**LISTED RECORDS:**
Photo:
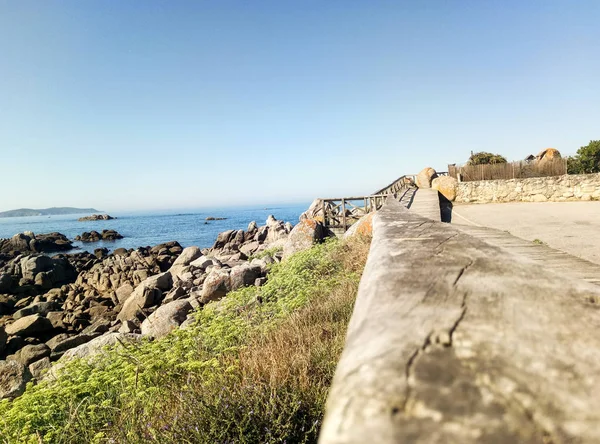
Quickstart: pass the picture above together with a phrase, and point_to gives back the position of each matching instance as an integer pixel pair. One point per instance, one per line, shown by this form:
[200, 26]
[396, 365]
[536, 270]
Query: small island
[96, 217]
[54, 211]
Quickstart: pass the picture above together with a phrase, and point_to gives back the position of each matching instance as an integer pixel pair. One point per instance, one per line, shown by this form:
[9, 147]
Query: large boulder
[31, 353]
[447, 186]
[13, 379]
[315, 211]
[362, 227]
[303, 236]
[51, 242]
[29, 326]
[124, 291]
[166, 318]
[3, 339]
[425, 177]
[244, 275]
[96, 346]
[5, 282]
[42, 308]
[216, 285]
[62, 342]
[39, 368]
[32, 265]
[187, 256]
[146, 294]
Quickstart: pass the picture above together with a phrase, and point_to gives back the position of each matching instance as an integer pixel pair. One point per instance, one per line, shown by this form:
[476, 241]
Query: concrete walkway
[572, 227]
[426, 203]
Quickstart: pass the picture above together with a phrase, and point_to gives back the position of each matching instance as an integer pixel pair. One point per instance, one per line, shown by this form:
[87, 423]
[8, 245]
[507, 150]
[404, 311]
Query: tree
[587, 159]
[483, 158]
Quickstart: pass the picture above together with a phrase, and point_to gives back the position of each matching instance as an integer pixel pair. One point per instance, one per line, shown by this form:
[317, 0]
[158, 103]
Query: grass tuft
[255, 367]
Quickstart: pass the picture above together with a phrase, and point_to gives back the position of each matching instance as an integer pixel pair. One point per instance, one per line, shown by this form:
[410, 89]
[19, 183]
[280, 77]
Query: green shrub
[210, 382]
[587, 159]
[485, 158]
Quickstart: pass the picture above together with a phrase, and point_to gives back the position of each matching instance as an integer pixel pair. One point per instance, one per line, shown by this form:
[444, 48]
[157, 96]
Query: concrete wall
[537, 189]
[454, 340]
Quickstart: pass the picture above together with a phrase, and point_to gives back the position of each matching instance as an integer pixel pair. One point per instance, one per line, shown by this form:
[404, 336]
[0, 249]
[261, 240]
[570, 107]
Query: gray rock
[174, 294]
[13, 378]
[99, 326]
[143, 298]
[216, 285]
[166, 318]
[128, 327]
[61, 343]
[29, 326]
[249, 248]
[32, 265]
[56, 319]
[41, 308]
[146, 294]
[5, 282]
[3, 339]
[31, 353]
[203, 262]
[123, 292]
[187, 256]
[303, 236]
[96, 345]
[244, 275]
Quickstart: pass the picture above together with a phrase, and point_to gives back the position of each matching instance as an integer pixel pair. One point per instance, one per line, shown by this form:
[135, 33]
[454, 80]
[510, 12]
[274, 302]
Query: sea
[141, 229]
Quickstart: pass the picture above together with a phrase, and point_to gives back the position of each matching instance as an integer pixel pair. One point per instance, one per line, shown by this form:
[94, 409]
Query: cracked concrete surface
[454, 340]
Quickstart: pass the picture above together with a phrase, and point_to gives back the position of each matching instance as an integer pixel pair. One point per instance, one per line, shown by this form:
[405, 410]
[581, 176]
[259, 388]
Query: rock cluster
[94, 236]
[96, 217]
[446, 185]
[41, 243]
[60, 307]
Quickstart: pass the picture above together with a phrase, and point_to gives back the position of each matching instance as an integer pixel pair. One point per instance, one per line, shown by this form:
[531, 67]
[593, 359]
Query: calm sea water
[149, 229]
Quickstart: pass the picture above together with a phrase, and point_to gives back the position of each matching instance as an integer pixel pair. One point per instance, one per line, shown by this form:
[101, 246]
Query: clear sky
[149, 104]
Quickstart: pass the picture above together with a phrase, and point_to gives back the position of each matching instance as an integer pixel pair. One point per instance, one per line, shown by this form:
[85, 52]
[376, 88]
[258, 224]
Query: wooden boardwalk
[467, 335]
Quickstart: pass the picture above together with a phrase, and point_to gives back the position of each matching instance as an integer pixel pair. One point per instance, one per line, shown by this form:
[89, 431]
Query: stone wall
[536, 189]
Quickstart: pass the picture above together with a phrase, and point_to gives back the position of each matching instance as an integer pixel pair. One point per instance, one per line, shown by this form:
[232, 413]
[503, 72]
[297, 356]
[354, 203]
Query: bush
[587, 159]
[256, 366]
[484, 158]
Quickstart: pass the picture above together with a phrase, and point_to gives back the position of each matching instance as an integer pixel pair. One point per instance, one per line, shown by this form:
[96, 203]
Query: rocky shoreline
[55, 308]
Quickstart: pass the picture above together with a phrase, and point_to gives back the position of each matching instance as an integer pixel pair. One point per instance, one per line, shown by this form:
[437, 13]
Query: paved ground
[573, 227]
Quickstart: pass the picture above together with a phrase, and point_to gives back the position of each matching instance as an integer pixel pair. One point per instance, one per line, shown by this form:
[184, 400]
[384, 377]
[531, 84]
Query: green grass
[255, 367]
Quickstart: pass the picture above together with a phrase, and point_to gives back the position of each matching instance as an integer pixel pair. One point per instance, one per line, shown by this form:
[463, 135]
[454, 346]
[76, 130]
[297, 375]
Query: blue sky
[150, 104]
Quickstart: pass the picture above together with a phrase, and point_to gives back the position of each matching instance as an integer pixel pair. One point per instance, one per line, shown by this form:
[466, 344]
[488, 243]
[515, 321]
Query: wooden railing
[341, 213]
[398, 185]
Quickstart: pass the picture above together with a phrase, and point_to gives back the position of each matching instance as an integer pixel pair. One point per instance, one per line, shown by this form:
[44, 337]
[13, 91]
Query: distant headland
[54, 211]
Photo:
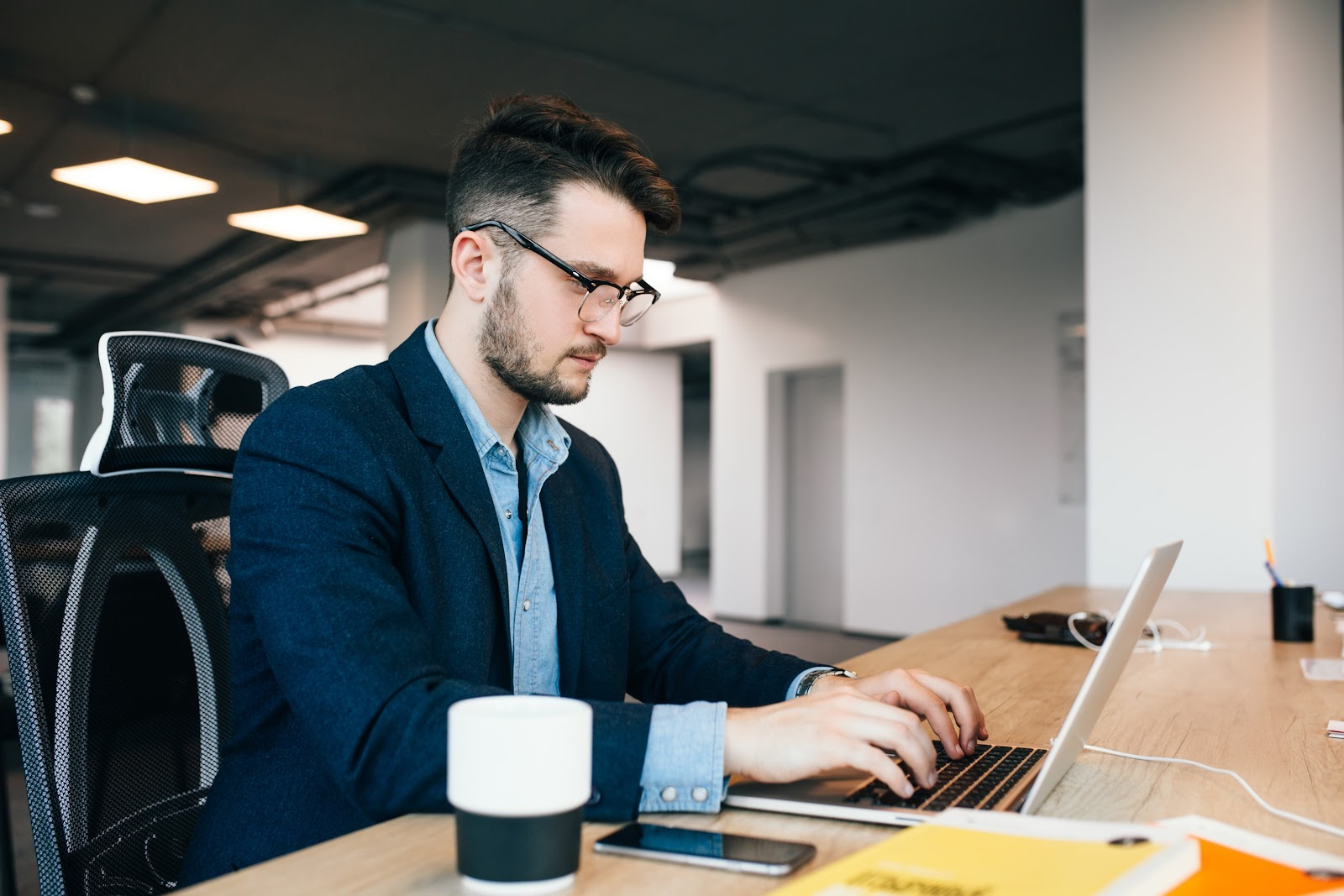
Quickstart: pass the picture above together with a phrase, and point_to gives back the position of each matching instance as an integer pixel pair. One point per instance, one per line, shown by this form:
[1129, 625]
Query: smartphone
[707, 848]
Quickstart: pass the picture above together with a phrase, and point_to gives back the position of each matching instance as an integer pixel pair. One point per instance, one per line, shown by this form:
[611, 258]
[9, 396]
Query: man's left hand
[949, 707]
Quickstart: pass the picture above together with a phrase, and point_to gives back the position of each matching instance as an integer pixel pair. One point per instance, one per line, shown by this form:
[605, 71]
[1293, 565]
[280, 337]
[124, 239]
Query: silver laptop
[999, 777]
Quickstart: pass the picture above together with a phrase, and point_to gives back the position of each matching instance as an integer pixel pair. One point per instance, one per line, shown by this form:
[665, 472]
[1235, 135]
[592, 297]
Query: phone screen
[709, 846]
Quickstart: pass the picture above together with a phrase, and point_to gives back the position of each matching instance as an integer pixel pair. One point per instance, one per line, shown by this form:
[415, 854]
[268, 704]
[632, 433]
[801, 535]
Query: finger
[898, 731]
[964, 707]
[879, 765]
[932, 707]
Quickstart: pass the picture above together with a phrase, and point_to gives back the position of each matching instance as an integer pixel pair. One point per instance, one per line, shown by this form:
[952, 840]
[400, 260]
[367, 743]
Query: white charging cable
[1300, 820]
[1156, 644]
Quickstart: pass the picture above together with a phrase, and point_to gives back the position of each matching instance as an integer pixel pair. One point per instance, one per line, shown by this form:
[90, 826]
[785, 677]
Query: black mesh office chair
[114, 600]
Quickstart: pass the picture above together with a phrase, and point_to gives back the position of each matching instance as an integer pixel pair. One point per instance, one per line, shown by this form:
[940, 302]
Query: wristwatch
[812, 678]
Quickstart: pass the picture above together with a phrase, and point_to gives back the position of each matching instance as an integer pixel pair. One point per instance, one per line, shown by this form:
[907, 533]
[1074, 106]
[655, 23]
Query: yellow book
[988, 853]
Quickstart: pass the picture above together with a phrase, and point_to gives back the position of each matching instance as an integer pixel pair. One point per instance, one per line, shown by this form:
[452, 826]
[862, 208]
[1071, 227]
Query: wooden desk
[1243, 705]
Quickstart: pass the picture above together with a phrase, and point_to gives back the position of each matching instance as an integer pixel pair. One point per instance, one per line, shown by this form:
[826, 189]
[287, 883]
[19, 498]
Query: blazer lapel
[564, 533]
[436, 418]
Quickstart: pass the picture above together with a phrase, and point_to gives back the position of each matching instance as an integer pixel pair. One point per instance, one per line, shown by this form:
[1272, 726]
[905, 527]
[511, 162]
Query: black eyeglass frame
[624, 293]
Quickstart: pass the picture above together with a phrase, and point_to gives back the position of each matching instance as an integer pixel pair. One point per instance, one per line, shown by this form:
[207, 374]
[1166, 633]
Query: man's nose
[606, 329]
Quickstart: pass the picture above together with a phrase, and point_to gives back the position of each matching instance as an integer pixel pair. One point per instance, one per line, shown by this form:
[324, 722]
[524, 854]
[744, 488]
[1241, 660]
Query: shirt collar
[539, 430]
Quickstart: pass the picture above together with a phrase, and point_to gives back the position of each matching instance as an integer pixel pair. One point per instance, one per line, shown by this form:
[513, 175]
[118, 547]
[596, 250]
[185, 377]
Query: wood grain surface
[1243, 705]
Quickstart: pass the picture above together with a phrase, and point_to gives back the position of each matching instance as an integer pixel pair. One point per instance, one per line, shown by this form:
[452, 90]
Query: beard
[510, 348]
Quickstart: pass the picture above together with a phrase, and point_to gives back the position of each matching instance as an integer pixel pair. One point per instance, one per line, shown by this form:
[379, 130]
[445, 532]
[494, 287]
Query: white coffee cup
[519, 773]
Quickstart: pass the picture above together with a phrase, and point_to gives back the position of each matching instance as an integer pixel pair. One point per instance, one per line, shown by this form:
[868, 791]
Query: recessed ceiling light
[297, 222]
[136, 181]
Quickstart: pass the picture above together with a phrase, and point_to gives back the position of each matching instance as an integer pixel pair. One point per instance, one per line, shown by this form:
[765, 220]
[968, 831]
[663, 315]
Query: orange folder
[1223, 871]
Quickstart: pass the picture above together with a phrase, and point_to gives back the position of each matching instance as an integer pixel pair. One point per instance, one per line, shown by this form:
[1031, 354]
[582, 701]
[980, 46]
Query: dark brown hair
[511, 164]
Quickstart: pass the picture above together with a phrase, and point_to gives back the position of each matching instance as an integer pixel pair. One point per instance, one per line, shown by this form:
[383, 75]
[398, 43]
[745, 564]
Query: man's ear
[470, 255]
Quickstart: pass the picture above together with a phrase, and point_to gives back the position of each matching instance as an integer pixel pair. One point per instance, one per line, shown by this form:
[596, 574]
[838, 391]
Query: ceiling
[790, 130]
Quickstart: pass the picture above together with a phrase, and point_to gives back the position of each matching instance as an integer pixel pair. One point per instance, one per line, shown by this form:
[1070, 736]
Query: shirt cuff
[683, 763]
[793, 687]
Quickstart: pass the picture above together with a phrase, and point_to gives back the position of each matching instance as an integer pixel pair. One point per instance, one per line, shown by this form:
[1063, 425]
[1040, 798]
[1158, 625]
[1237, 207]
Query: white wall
[635, 409]
[952, 422]
[1215, 289]
[34, 378]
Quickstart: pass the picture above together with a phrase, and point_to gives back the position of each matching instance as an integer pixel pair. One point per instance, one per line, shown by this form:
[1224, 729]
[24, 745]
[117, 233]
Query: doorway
[811, 405]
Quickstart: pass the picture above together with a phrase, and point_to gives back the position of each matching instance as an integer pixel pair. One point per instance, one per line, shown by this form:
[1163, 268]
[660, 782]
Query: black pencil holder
[1294, 610]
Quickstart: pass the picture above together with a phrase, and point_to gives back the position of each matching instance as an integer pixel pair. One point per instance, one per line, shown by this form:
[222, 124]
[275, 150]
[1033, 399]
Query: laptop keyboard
[976, 782]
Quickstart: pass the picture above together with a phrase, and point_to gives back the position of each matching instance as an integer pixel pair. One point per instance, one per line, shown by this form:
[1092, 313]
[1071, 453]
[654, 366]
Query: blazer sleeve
[316, 523]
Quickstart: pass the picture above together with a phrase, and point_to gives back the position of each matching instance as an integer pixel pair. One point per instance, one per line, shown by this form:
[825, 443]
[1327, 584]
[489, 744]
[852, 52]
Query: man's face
[531, 335]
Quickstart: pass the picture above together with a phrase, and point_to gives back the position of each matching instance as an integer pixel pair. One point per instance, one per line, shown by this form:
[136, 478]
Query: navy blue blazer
[370, 593]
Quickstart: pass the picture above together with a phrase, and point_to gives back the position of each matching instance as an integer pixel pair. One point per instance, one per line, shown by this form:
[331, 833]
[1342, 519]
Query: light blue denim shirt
[683, 762]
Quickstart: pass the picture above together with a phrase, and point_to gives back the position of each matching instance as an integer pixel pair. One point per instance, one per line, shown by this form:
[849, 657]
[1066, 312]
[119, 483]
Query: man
[423, 531]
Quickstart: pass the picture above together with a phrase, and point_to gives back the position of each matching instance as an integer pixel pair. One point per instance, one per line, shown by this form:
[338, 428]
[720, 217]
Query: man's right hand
[822, 732]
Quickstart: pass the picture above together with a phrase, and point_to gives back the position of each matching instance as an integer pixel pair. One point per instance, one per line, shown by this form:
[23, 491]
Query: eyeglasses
[600, 297]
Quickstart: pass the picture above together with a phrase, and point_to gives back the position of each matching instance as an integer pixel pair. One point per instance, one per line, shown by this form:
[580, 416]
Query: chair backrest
[175, 402]
[114, 598]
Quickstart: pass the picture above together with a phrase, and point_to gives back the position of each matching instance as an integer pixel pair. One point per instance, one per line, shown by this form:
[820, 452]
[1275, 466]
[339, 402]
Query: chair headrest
[175, 402]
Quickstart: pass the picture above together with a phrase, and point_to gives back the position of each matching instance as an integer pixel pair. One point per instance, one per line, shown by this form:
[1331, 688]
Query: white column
[1215, 291]
[417, 275]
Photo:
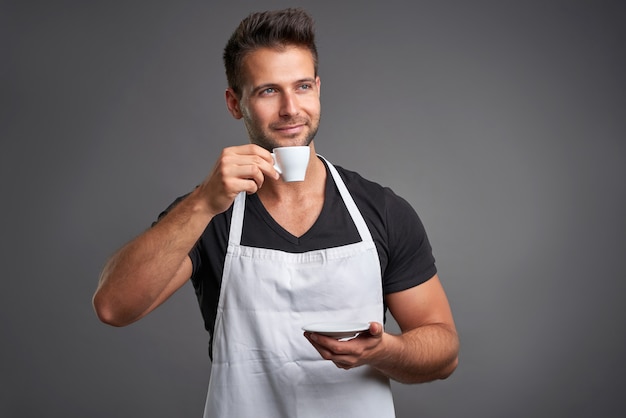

**WHAT IS NEEDED:** Pull out every line above that contains the word "black", and copy each one in full.

**ANSWER FOR THE TASK:**
Query: black mesh office chair
Query: black eyeglass frame
Query: black pencil holder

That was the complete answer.